(SELECTED PASSAGE begins)
With each 6-hour session there appears to be a step-wise improvement in metabolic function.  In hospitalized patients with gastroparesis, improvement can be seen quite quickly with MAT® treatments daily for two days in a row. .However, other complications such as peripheral neuropathy may not see any symptomatic improvement over the first 2 months of weekly therapy. Because each patient is different, and several complications are often present, improvement in some are noticed earlier than others.  Often after approximately 2 months of weekly sessions, those with "brittle" diabetes notice an improvement in glucose control.  After 3 months, improvements in blood pressure control are seen.  After approximately 6 months of weekly sessions, patients notice improvements in peripheral neuropathy, hypoglycemia unawareness and other complications.  Patients also note higher energy levels and  improved wound healing.  After 3 -6  months of weekly  MAT® treatments, many patients report stabilization of diabetic complications of the eye, kidney and heart.  (See Results)


6. What happens in-between the weekly MAT® treatments?

During the week between the 6-hour MAT® treatments, the patient follows the American Diabetes Association (ADA) recommendations or the American Association of Clinical Endocrinologists (AACE) recommendations for insulin or other medications for diabetes.  Most patients are already on intensive insulin therapy.  The patient, the patient's private physician and the MAT® physician all work in partnership to optimize health with attention to diet, exercise, and aggressive treatment of other medical problems such as hypertension and lipid abnormalities.


7. How do  MAT® treatments work?

 A MAT® treatment  involves delivering insulin intravenously in a pulsatile fashion using a special pump over a 6-hour period. The pulses deliver a higher, more physiologic concentration of insulin to the liver than are delivered by traditional subcutaneous injections. This higher level of insulin available to the liver stimulates liver cells to synthesize glucokinase and other insulin-dependent enzymes necessary for normal dietary glucose processing and homeostasis.  

 This improved metabolism is measured by the patient's respiratory quotient (RQ). RQ is a measure of the success of tissues in using oxygen and burning fuel. During the 6-hour session, the RQ increases toward normal levels. (See Physiology )
(SELECTED PASSAGE ends)
TASKS TO COMPLETE =>
- A) Please write out part of the MAT® treatment passage: begin at the words that contain "A MAT® treatment", and stop after "processing and homeostasis.".
- B) Write what comes next in the MAT® treatment passage, picking up after its final sentence.
(PROVIDED RECORDS begins)
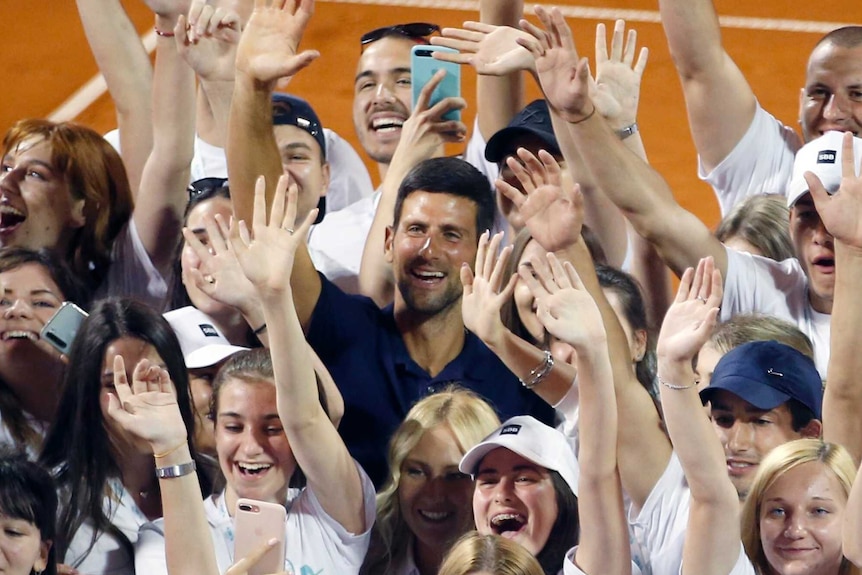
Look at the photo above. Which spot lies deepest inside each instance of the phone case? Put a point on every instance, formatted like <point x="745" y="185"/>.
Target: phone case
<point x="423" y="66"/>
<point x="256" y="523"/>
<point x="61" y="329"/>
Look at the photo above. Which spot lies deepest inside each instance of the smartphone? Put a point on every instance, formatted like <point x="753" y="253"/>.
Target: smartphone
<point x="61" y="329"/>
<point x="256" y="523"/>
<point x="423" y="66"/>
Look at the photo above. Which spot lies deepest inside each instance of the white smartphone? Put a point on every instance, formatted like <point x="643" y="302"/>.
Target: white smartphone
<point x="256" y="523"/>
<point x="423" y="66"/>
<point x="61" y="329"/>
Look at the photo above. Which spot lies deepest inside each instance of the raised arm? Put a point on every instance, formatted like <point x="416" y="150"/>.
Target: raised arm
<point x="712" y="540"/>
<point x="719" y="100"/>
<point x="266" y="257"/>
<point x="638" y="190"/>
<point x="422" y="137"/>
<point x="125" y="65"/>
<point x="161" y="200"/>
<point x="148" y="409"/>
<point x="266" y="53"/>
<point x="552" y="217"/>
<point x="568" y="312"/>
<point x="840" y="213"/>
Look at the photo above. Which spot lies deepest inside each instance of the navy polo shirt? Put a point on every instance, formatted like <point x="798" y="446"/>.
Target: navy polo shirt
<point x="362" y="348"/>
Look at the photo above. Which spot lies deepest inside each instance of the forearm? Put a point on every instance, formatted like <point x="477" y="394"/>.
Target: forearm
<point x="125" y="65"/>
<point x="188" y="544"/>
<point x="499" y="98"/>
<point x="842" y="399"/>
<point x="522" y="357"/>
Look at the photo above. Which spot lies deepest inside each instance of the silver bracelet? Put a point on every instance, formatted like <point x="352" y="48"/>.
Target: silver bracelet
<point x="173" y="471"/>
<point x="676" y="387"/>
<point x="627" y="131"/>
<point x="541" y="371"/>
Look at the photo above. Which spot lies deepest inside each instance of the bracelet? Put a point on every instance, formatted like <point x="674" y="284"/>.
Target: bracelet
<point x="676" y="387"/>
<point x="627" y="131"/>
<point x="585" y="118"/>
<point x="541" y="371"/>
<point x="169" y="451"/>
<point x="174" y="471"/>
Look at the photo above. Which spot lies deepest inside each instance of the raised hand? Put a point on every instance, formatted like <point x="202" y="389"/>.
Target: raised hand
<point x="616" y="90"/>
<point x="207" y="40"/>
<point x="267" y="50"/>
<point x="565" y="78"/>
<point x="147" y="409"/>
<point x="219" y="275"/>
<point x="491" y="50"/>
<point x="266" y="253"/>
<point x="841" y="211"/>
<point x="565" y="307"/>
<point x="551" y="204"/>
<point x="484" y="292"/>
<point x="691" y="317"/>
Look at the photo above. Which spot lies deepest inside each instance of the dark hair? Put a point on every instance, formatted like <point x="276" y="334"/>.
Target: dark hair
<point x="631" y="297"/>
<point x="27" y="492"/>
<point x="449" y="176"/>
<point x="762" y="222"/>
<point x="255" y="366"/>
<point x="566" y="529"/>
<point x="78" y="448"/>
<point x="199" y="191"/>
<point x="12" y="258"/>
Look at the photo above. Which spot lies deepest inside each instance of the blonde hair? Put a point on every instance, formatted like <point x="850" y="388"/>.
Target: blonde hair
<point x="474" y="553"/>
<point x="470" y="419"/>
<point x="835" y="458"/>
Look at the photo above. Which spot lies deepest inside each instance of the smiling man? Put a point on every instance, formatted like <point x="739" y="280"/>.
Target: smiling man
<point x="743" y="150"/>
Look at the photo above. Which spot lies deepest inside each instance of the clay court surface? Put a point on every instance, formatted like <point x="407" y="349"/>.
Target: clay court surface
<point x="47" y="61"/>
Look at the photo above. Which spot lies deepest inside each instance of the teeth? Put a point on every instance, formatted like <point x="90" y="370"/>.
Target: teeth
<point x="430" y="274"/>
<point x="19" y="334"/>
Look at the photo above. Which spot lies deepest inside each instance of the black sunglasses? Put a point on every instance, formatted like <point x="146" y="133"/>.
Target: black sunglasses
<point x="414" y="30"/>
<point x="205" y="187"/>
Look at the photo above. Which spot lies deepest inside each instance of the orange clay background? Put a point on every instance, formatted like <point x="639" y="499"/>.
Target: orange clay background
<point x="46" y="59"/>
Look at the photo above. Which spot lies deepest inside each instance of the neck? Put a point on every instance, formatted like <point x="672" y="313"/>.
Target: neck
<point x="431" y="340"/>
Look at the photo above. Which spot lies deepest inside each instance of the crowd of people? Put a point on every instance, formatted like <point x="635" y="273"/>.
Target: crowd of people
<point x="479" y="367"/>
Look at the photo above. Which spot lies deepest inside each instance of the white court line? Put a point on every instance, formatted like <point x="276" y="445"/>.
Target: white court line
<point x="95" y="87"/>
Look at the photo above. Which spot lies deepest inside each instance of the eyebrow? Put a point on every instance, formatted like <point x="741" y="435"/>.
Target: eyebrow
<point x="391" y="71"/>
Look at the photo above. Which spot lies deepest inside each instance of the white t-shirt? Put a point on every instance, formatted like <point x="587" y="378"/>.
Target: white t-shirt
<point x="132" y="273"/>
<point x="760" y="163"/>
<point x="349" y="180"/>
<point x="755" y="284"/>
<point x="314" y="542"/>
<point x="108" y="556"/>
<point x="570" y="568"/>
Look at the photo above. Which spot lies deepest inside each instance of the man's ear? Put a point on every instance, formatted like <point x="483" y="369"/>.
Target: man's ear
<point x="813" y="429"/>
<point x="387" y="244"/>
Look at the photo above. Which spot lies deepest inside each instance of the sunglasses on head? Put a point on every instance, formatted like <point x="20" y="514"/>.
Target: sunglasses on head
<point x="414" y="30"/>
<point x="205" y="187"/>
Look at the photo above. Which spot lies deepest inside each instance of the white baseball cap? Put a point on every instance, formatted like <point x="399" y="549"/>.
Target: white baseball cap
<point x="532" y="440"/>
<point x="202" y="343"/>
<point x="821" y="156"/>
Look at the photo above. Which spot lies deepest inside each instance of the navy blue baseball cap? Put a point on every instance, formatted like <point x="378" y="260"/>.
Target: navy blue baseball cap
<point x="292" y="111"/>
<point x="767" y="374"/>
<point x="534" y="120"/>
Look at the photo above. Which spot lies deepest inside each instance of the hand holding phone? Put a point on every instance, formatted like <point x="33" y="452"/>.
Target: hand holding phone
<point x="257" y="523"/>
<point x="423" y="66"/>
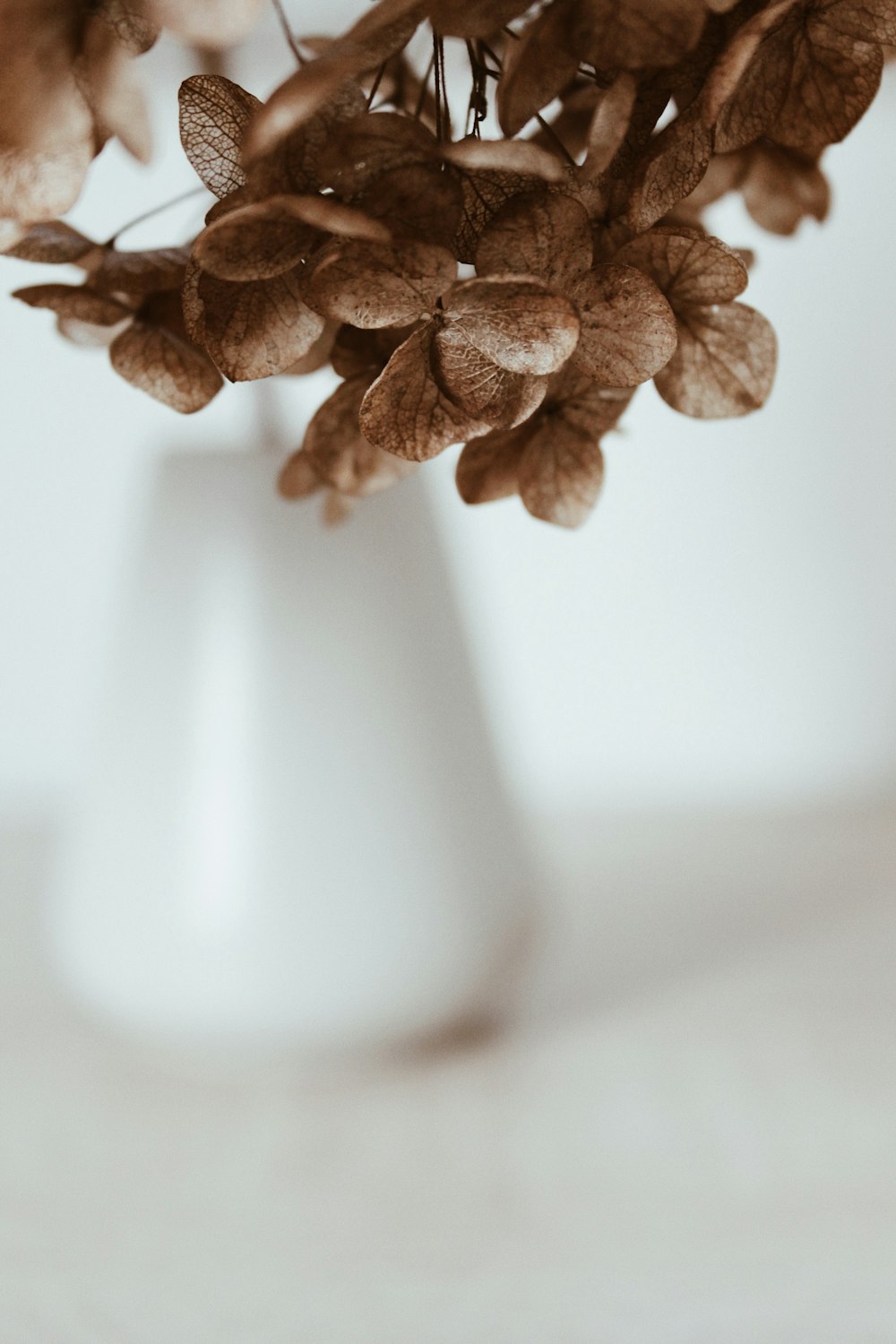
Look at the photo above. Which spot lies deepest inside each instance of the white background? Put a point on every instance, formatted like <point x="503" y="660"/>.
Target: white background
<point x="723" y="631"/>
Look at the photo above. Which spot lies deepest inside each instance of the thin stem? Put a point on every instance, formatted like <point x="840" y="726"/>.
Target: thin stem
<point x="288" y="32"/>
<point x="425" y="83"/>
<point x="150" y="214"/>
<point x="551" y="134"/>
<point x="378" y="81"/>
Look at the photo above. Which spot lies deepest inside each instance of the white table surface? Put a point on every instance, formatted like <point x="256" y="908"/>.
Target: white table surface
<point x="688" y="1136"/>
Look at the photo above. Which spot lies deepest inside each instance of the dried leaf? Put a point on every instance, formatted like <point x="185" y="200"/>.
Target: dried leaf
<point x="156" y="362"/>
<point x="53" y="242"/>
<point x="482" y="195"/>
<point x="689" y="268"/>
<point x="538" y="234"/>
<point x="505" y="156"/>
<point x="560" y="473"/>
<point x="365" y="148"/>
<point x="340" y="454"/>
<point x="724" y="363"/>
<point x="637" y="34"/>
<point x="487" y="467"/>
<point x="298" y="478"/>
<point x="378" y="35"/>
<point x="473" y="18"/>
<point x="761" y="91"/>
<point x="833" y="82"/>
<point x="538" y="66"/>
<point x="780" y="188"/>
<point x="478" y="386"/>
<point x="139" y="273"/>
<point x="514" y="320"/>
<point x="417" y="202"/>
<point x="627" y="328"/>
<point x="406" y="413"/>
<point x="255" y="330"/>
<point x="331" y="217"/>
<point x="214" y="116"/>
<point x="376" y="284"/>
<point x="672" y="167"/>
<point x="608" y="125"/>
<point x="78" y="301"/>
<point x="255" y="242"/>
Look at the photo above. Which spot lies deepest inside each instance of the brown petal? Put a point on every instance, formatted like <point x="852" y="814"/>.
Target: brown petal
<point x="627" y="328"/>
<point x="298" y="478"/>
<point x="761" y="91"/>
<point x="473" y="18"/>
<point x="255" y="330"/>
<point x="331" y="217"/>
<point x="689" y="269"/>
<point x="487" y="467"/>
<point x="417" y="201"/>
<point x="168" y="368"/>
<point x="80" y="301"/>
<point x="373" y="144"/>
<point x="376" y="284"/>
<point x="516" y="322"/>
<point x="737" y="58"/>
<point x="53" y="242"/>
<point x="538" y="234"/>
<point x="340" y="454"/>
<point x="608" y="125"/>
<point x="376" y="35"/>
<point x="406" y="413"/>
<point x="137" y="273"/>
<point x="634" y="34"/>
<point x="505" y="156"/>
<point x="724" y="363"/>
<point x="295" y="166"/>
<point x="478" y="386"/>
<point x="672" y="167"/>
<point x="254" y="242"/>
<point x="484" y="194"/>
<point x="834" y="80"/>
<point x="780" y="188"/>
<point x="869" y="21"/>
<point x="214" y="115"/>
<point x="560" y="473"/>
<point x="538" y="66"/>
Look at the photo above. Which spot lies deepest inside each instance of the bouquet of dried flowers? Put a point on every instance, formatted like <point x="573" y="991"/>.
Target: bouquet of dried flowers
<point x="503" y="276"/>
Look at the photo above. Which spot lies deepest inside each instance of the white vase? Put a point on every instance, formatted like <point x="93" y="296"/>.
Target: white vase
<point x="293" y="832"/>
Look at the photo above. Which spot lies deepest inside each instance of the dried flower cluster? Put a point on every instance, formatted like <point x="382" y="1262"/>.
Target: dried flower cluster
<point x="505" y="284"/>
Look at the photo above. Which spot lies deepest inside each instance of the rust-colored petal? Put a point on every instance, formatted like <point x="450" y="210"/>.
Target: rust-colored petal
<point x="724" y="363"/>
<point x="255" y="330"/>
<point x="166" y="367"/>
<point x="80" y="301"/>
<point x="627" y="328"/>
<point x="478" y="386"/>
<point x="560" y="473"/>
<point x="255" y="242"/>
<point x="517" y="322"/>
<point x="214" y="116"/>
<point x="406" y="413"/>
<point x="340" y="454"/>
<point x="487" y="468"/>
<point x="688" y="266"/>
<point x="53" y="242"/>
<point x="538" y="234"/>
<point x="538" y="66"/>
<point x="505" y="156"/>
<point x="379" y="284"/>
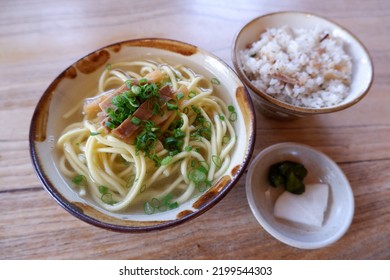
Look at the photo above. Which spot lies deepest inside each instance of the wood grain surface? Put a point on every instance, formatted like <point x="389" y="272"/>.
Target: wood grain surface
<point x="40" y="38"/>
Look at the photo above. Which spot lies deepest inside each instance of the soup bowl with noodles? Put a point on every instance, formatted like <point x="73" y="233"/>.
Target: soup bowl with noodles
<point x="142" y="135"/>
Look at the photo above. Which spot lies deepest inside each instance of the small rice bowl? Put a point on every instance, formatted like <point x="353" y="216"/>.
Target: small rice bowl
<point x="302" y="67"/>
(PROVIDED RECORDS ends)
ANSWERS BY ITEM =>
- A)
A MAT® treatment  involves delivering insulin intravenously in a pulsatile fashion using a special pump over a 6-hour period. The pulses deliver a higher, more physiologic concentration of insulin to the liver than are delivered by traditional subcutaneous injections. This higher level of insulin available to the liver stimulates liver cells to synthesize glucokinase and other insulin-dependent enzymes necessary for normal dietary glucose processing and homeostasis.

- B)
Over many months glucose metabolism returns to a more normal pattern and is maintained there by weekly MAT® treatments. The metabolism of many other tissues also improves, permitting more normal glucose control, more normal blood pressure control, and the repair of some complications of diabetes.


8. Why can't an insulin pump or other insulin produce the same improvements that are seen with MAT® treatment?  

Insulin shots or insulin pumps that inject insulin subcutaneously (under the skin) have two drawbacks"

1) they provide lower-than-normal insulin concentrations to the liver and

2) they can only gradually increase or decrease in the concentration of insulin.

In short, insulin pumps and insulin subcutaneous injections can not produce the high-level insulin pulses in the vein to the liver such as are produced by a normal pancreas. Because of this, the liver does not optimally process glucose while on the usual subcutaneous treatment programs.

Because MAT® treatment involves injecting insulin intravenously (IV), it raises the insulin level to the liver to a normal range and because it delivers pulses of insulin it closely mimics the high-level pulses seen in "normal" people who do not have diabetes. This close imitation of the normal pancreas activity is what leads to the metabolic improvements seen with MAT® treatment. (see chart in #15)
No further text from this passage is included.